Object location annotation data
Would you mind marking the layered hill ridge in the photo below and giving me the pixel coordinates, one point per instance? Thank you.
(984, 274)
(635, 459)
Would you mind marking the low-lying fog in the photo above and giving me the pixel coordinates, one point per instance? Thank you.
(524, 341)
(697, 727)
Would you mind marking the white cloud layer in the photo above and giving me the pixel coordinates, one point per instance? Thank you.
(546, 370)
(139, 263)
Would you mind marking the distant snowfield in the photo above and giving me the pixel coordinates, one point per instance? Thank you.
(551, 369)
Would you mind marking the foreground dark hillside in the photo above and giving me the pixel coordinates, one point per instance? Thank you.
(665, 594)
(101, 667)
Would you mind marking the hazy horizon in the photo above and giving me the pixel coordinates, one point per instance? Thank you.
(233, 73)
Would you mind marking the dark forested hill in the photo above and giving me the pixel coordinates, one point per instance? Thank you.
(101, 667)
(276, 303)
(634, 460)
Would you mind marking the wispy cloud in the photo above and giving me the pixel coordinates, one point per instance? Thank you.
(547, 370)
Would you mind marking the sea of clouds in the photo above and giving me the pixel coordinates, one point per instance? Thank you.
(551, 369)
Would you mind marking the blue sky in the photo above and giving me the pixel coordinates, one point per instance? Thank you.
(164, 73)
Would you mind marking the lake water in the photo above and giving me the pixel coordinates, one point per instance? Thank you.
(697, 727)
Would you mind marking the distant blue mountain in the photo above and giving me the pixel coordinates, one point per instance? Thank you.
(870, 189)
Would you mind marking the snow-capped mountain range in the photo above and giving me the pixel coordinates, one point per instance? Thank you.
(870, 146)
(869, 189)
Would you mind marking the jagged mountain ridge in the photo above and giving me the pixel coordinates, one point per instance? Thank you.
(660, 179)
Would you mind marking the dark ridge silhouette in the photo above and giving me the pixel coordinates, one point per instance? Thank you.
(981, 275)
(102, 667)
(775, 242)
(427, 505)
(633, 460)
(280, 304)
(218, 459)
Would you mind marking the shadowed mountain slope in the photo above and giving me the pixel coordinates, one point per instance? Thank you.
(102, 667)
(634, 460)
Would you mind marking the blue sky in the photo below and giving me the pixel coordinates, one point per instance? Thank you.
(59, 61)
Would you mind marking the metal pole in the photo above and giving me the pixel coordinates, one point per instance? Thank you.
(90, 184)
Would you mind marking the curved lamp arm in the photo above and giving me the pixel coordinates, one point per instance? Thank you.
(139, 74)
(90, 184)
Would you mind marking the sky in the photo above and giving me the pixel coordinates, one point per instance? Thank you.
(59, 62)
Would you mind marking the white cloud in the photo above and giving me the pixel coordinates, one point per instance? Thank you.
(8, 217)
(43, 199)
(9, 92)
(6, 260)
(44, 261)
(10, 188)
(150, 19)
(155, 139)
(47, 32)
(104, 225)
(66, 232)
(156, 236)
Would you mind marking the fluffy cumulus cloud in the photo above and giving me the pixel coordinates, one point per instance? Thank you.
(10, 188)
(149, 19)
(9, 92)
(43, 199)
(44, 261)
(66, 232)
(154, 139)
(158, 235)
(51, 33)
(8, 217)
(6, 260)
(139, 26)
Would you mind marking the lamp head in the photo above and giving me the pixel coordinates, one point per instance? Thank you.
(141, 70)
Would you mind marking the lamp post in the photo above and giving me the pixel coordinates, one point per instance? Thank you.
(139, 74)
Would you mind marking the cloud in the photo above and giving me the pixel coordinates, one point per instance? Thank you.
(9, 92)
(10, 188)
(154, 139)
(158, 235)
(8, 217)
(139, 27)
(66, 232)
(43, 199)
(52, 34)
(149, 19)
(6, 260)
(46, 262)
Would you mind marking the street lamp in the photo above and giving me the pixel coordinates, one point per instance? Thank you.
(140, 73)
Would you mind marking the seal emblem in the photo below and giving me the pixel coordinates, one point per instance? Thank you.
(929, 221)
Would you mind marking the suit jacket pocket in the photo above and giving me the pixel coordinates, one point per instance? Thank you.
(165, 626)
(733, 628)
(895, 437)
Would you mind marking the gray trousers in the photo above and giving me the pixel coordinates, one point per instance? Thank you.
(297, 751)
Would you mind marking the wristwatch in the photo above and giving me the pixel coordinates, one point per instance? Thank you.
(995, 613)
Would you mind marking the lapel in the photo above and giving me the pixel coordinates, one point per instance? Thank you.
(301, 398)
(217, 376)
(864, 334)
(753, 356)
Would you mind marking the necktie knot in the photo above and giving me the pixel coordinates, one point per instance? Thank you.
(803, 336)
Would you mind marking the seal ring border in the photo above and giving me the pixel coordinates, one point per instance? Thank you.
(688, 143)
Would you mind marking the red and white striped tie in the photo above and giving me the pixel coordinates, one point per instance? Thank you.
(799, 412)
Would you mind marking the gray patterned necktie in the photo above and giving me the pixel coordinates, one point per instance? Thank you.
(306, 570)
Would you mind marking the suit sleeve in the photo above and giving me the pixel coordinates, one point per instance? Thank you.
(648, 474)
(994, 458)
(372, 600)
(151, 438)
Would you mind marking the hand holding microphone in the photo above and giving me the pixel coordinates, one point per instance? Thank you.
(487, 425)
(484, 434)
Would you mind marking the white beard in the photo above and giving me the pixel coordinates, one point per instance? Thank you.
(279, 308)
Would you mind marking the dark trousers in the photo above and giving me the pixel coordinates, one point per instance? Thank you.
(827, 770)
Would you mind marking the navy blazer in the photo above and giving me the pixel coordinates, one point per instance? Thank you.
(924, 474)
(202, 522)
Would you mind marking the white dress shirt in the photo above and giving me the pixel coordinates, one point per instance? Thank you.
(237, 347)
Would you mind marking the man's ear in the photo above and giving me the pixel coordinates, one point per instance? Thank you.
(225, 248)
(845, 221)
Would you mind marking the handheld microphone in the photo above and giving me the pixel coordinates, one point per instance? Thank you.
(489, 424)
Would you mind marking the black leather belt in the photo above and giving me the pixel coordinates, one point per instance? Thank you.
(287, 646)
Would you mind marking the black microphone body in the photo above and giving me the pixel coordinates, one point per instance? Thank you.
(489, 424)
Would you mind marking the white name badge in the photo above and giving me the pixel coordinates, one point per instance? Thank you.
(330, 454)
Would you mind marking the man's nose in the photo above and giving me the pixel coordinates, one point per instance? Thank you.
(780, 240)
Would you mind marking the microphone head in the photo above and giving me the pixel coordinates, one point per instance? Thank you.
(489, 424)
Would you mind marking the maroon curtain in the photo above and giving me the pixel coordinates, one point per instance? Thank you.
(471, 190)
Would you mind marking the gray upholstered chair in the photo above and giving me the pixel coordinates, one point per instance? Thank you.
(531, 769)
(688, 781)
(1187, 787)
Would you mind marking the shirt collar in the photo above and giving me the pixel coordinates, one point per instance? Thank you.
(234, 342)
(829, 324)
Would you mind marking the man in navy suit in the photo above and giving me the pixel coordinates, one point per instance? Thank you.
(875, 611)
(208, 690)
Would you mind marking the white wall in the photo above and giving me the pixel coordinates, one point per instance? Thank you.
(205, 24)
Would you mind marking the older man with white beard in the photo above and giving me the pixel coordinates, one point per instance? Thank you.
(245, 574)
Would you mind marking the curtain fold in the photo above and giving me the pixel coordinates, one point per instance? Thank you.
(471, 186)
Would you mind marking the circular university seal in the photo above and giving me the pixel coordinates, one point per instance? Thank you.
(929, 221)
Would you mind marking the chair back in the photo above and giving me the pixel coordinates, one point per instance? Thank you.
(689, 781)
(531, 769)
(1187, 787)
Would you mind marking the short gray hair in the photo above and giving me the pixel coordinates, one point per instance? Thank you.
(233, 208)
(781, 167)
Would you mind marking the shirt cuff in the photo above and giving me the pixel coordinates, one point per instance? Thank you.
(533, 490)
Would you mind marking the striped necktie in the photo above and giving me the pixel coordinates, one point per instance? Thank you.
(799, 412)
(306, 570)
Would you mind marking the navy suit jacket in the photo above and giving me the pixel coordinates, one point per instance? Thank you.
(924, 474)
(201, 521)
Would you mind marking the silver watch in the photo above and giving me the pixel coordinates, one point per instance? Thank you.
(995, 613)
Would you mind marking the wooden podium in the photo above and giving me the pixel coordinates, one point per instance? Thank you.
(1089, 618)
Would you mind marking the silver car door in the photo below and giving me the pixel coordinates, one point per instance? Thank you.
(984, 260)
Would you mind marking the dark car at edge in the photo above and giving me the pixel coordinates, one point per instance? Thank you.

### Written request
Locate the line with "Would you mind marking the circular" in the entries above; extract it and every line after it, verbatim.

### Written answer
Would you mind marking the circular university seal in the photo above and giving me the pixel coordinates, one point per instance? Thank you.
(929, 221)
Would you mind marking the chair back in the photo above and giving me the pixel coordinates, one point per instance? Thank you.
(689, 781)
(531, 769)
(1187, 787)
Would you mind marking the short gray hair in the photo above and giving me the pixel coordinates, one point per instance? Thank you.
(233, 208)
(781, 167)
Would you mind marking the shirt cuff in the photo above and giving me the pixel coordinates, one point per instance? Thank you.
(533, 490)
Would you mind marking the striped necktie in the photo above and giving me the pixel coordinates, one point per instance? Thank you.
(799, 412)
(306, 570)
Would you mind marking the navy suit jacket in the photo above and giving me the pixel coordinates, one point per instance? Thank you.
(924, 474)
(201, 521)
Would you mind marking the silver watch in the photo above and giving me the pixel coordinates, one point per instance? Thank you.
(995, 613)
Would you mind marking the wooden podium in the photo above and giving me the pixel coordinates, one point per instance? Thank you.
(1089, 618)
Would you mind marking the silver car door in the photo below and giving me the pixel coordinates, one point per instance? Thank you.
(984, 260)
Would you mind marking the dark car at edge in the photo above and giving me the pixel coordinates, one point per instance? Thank you.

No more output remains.